Items listed in a dataset:
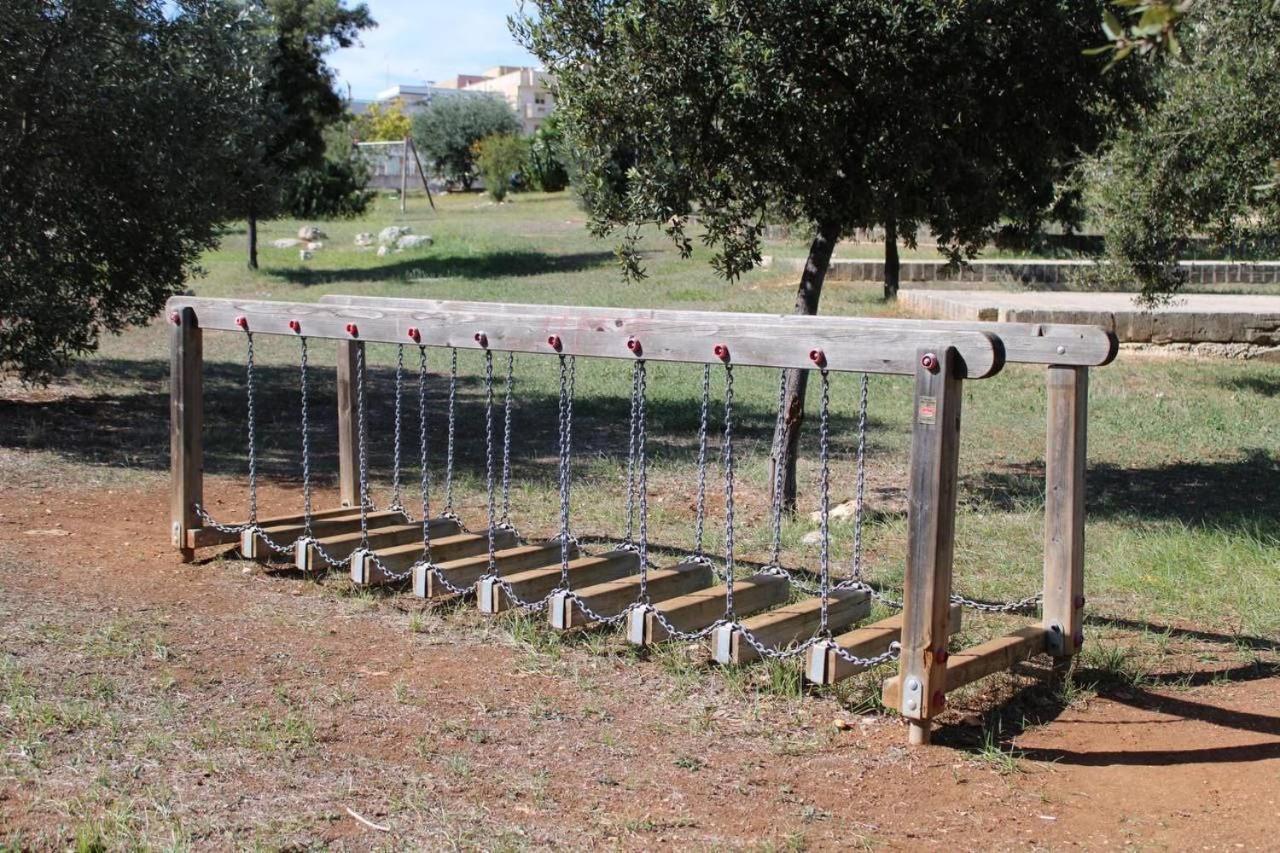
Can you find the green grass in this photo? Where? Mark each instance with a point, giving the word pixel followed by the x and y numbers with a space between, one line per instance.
pixel 1184 514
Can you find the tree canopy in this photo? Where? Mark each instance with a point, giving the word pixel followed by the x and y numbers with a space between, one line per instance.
pixel 961 115
pixel 1203 156
pixel 118 124
pixel 447 131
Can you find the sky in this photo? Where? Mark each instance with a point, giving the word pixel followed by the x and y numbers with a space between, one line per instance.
pixel 428 40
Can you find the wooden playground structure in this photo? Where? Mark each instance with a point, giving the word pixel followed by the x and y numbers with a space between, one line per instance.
pixel 773 612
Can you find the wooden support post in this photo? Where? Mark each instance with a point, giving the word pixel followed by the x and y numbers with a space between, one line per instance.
pixel 186 423
pixel 931 539
pixel 1064 509
pixel 348 448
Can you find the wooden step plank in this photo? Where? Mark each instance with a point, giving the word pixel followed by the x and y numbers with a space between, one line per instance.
pixel 467 570
pixel 208 537
pixel 534 584
pixel 787 625
pixel 698 610
pixel 460 544
pixel 464 544
pixel 977 662
pixel 823 666
pixel 615 596
pixel 343 544
pixel 252 547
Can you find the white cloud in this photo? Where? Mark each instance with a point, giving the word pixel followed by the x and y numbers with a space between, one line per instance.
pixel 416 41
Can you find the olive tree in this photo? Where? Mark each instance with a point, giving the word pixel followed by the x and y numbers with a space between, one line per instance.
pixel 959 115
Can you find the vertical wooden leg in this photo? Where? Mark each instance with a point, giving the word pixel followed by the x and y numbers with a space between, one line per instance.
pixel 348 448
pixel 919 689
pixel 1064 510
pixel 186 420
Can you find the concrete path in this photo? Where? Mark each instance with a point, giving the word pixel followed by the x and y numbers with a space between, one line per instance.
pixel 1193 318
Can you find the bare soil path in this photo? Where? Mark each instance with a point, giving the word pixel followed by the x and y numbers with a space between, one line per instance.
pixel 218 705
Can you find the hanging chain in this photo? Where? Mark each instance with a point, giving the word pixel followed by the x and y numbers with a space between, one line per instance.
pixel 631 455
pixel 727 456
pixel 700 505
pixel 397 491
pixel 424 469
pixel 490 515
pixel 362 446
pixel 252 433
pixel 306 441
pixel 452 425
pixel 506 445
pixel 824 503
pixel 780 466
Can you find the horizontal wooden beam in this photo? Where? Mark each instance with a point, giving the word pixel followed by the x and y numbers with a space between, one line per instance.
pixel 209 537
pixel 856 346
pixel 467 570
pixel 460 544
pixel 612 597
pixel 343 544
pixel 977 662
pixel 696 610
pixel 1061 343
pixel 787 625
pixel 824 666
pixel 533 584
pixel 254 547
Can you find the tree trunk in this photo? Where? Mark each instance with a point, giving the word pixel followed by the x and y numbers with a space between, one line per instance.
pixel 892 268
pixel 787 433
pixel 252 238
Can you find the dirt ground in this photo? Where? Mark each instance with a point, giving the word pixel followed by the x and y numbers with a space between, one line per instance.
pixel 219 705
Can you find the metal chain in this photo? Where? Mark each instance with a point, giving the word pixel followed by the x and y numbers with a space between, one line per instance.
pixel 452 424
pixel 700 505
pixel 631 456
pixel 362 446
pixel 727 456
pixel 490 515
pixel 397 491
pixel 824 503
pixel 252 433
pixel 424 469
pixel 305 397
pixel 780 466
pixel 506 446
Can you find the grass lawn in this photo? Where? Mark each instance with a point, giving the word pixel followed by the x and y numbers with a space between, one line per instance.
pixel 1184 515
pixel 1183 538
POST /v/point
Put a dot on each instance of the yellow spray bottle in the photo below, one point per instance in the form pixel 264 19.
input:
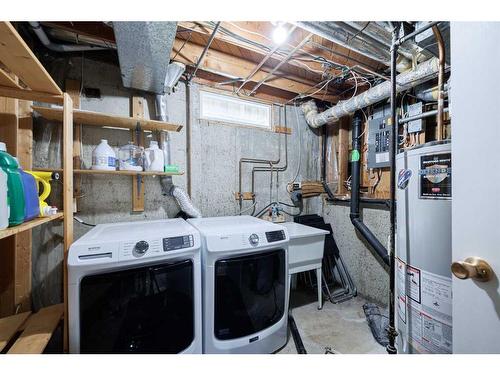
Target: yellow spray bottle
pixel 43 179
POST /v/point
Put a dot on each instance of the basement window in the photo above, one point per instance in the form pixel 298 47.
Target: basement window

=== WHAT IS NEEDED ===
Copy all of the entries above verbatim, leaving out the pictures.

=== SOLUTION FOR THIS PROBLEM ===
Can you find the green grass in this photo? Where? Mark each instance with a point, giving the word pixel followed by the x and y numbers with a space between, one line per instance.
pixel 1184 514
Can you find the tree canopy in this photo? Where? Mark each instance with a point, giving the word pixel followed by the x and y numbers with a space between, one line per instance.
pixel 961 115
pixel 1203 156
pixel 118 124
pixel 447 131
Can you find the sky in this photo? Where? Mark each instance with a point, giving the word pixel followed by the x and y numbers with a space between, one line per instance.
pixel 428 40
Can you find the wooden playground structure in this photo? Where? Mark each instance with a point, giving the word pixel followed by the x and y numbers with a space between, one line per instance.
pixel 773 612
Can you find the wooden support post in this photo? Where? Mark each instance with a point, giving the word pixel followed by the x and y numbers with a space between, one line per instance.
pixel 186 423
pixel 931 539
pixel 1064 509
pixel 348 448
Can you find the wooden step plank in this photo? Where? Mark each instance with a point, giving the word pixel followed by the x and y numbers with a space between, one line per instance.
pixel 467 570
pixel 208 537
pixel 534 584
pixel 787 625
pixel 698 610
pixel 460 544
pixel 464 544
pixel 977 662
pixel 823 666
pixel 615 596
pixel 343 544
pixel 252 547
Can you find the white cloud in this photo? Where? Mark each instance with a point, giving the word pixel followed by the x and y numbers with a space between, one line per instance.
pixel 416 41
Can you find the olive tree in this photo? Where? Mark each instance with a point, giving the word pixel followed by the x and y numbers with a space between, one line per instance.
pixel 959 115
Can you find the vertical wooden leg in this photo? Where? Mark each instance with a point, giving the word pixel followed by the x and y numbers with a space between, one line per instance.
pixel 348 448
pixel 919 689
pixel 1064 510
pixel 186 420
Can you find the concrete path in this photo? Where? Mark each instance with a point, giving the word pixel followed by the x and y numbers with a space between, one line per instance.
pixel 1193 318
Can you find the bare soil path in this photo? Where? Mark each instance with a point, giving the word pixel followed by the x and y numbers with a space between, one line per instance.
pixel 218 705
Can you find the hanging chain in this photo? Where? Mark each instance with a point, giving the word pixel followed by the x and y numbers with a space between, one line per instance.
pixel 631 455
pixel 727 456
pixel 700 505
pixel 397 491
pixel 424 469
pixel 490 515
pixel 362 446
pixel 252 433
pixel 306 441
pixel 452 425
pixel 506 445
pixel 824 503
pixel 780 466
Can you find the horizontal wooden beam in this photo? Where? Mark each instance with a point, giving the word pixel followed by the x and y numbers with a space between, one line per instance.
pixel 209 537
pixel 856 346
pixel 467 570
pixel 460 544
pixel 612 597
pixel 343 544
pixel 977 662
pixel 696 610
pixel 1061 343
pixel 787 625
pixel 824 666
pixel 533 584
pixel 254 547
Can you find the tree trunk in this photo? Where? Mark each instance with a point, giving the word pixel followed by the x and y numbers with a space between, one line per instance.
pixel 892 268
pixel 787 433
pixel 252 238
Can you find the dirt ground in this photo? Where? Mark each instance with a point, giving the word pixel followed by the x and y numbers with a space between, one line per instance.
pixel 219 705
Can you find the metal chain in this photo? Where? Mark each instance with a point, giving the word pixel followed by the x and y numbers with a space between, one line per instance.
pixel 452 424
pixel 700 505
pixel 631 456
pixel 362 446
pixel 727 456
pixel 490 515
pixel 397 491
pixel 824 503
pixel 252 433
pixel 424 469
pixel 305 397
pixel 780 466
pixel 506 446
Can you find the grass lawn in this photo? Where? Mark each instance with a point, giving the word pixel followed by the x and y numbers with a space between, one line per instance.
pixel 1184 515
pixel 1183 538
POST /v/point
Put a dot on each instance of the yellow spray bottle in the photo below, one point per instance in the form pixel 264 19.
input:
Target: yellow spray bottle
pixel 43 179
POST /v/point
Put a dot on each instance of the basement window in the photo above, one point per instance in the form pixel 298 47.
Target: basement window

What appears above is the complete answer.